DIRECTIONS: Find each line below that contains the word "every", and copy all of those lines out.

Segmentation annotation records:
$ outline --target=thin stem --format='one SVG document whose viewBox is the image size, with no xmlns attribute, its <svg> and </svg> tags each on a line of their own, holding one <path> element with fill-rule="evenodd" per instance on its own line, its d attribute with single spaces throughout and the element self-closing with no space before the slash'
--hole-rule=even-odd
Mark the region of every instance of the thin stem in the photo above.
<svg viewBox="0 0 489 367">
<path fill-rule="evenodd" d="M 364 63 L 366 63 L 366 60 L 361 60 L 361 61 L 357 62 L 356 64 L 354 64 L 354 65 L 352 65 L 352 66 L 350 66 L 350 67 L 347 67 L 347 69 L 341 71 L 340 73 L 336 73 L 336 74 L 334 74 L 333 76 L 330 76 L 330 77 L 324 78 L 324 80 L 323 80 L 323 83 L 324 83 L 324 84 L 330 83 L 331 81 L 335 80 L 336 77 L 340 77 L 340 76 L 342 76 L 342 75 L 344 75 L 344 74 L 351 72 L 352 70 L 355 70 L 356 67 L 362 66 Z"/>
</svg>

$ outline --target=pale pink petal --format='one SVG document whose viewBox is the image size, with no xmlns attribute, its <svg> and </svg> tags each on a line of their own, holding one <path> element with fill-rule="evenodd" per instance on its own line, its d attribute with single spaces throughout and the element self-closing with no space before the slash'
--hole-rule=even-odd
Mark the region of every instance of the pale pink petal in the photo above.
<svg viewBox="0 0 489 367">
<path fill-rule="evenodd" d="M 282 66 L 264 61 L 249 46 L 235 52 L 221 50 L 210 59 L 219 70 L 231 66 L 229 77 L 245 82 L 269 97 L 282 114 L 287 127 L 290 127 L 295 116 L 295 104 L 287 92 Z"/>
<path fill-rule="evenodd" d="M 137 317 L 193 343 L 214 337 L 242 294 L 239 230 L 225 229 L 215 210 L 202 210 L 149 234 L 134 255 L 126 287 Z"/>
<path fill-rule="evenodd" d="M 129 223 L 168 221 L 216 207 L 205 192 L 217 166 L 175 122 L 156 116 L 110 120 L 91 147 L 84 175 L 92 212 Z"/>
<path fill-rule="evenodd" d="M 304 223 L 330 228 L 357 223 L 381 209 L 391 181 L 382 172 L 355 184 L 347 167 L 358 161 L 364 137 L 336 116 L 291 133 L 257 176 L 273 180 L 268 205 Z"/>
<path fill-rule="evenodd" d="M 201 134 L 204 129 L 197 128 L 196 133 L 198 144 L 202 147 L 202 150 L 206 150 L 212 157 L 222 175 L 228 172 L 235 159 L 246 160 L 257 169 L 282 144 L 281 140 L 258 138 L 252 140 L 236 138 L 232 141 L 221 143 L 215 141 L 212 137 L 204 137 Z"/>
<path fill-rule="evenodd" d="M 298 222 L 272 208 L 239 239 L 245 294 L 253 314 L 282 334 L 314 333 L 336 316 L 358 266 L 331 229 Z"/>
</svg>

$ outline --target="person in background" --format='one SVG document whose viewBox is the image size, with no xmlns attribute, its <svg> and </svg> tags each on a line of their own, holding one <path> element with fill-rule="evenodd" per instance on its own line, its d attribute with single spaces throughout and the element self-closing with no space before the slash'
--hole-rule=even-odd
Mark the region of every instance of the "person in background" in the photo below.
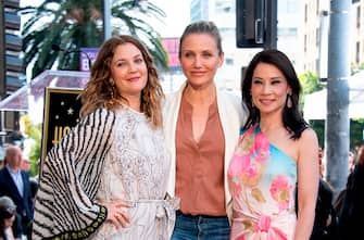
<svg viewBox="0 0 364 240">
<path fill-rule="evenodd" d="M 14 240 L 12 226 L 15 220 L 16 205 L 11 198 L 0 197 L 0 240 Z"/>
<path fill-rule="evenodd" d="M 30 161 L 27 157 L 23 157 L 21 168 L 26 173 L 30 170 Z"/>
<path fill-rule="evenodd" d="M 247 67 L 241 92 L 249 116 L 228 168 L 231 240 L 310 239 L 318 142 L 299 112 L 300 90 L 290 60 L 278 50 L 259 52 Z"/>
<path fill-rule="evenodd" d="M 168 193 L 180 200 L 172 240 L 228 239 L 230 193 L 226 169 L 243 123 L 241 101 L 216 88 L 224 62 L 222 39 L 212 22 L 188 25 L 179 40 L 186 83 L 163 108 L 172 151 Z"/>
<path fill-rule="evenodd" d="M 0 197 L 8 195 L 16 207 L 16 222 L 14 237 L 28 236 L 32 229 L 34 204 L 29 175 L 22 170 L 22 149 L 17 146 L 9 146 L 5 150 L 7 165 L 0 169 Z"/>
<path fill-rule="evenodd" d="M 348 177 L 343 202 L 338 213 L 340 240 L 359 239 L 362 236 L 364 216 L 364 142 L 359 148 L 356 164 Z"/>
<path fill-rule="evenodd" d="M 349 151 L 348 163 L 349 163 L 349 174 L 351 174 L 355 168 L 355 154 L 351 151 Z"/>
<path fill-rule="evenodd" d="M 337 214 L 332 205 L 332 187 L 324 179 L 324 151 L 318 148 L 319 186 L 315 209 L 315 222 L 310 240 L 338 240 Z"/>
<path fill-rule="evenodd" d="M 122 35 L 101 46 L 80 94 L 81 119 L 42 163 L 33 240 L 170 239 L 163 96 L 140 40 Z"/>
</svg>

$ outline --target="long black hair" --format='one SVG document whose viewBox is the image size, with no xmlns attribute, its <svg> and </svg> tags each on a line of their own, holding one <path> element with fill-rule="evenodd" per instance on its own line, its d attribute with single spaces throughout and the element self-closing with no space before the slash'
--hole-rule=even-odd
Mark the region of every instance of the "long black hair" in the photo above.
<svg viewBox="0 0 364 240">
<path fill-rule="evenodd" d="M 283 122 L 285 128 L 291 132 L 291 139 L 299 139 L 302 131 L 307 128 L 307 123 L 303 119 L 299 112 L 299 99 L 301 86 L 297 77 L 292 63 L 287 55 L 278 50 L 263 50 L 254 55 L 249 63 L 243 80 L 241 81 L 242 100 L 244 101 L 249 116 L 243 129 L 256 124 L 261 119 L 259 110 L 253 106 L 251 98 L 251 85 L 254 70 L 259 63 L 267 63 L 276 66 L 286 77 L 288 86 L 291 88 L 292 93 L 287 96 L 286 105 L 283 111 Z M 291 100 L 291 106 L 287 106 L 287 101 Z"/>
</svg>

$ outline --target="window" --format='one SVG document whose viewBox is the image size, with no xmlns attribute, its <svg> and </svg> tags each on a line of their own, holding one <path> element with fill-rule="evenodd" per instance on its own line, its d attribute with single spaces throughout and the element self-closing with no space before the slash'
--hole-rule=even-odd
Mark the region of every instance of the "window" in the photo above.
<svg viewBox="0 0 364 240">
<path fill-rule="evenodd" d="M 361 43 L 359 41 L 356 41 L 356 48 L 355 48 L 355 62 L 359 63 L 360 62 L 360 47 Z"/>
<path fill-rule="evenodd" d="M 356 9 L 356 28 L 361 27 L 361 7 Z"/>
</svg>

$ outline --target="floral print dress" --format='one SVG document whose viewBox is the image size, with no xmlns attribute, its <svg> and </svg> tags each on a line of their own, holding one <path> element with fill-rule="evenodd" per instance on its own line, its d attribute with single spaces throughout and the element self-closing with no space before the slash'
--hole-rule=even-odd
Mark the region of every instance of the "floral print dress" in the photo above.
<svg viewBox="0 0 364 240">
<path fill-rule="evenodd" d="M 254 125 L 239 139 L 228 168 L 231 240 L 290 240 L 296 226 L 297 163 Z"/>
</svg>

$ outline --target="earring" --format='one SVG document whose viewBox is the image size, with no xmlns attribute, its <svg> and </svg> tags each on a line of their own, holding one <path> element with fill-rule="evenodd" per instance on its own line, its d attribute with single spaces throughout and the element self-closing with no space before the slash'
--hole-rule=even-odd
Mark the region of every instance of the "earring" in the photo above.
<svg viewBox="0 0 364 240">
<path fill-rule="evenodd" d="M 292 97 L 290 94 L 287 94 L 287 108 L 292 108 Z"/>
<path fill-rule="evenodd" d="M 114 85 L 115 85 L 115 83 L 114 83 L 114 80 L 113 79 L 110 79 L 110 85 L 111 86 L 109 86 L 109 92 L 110 92 L 110 100 L 109 100 L 109 104 L 110 105 L 113 105 L 114 104 Z"/>
</svg>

THE ANSWER:
Mark the region of every instance of the thin stem in the photo above.
Mark the region of every instance of the pale pink petal in the photo above.
Mark the region of every instance of the "person in background" in the photo below.
Mark the region of every instance of the "long black hair" in the photo above.
Mark the region of every instance of the "window" in the photo above.
Mark the region of every instance of the "floral print dress" in the photo above.
Mark the region of every instance of the "earring" in the photo above.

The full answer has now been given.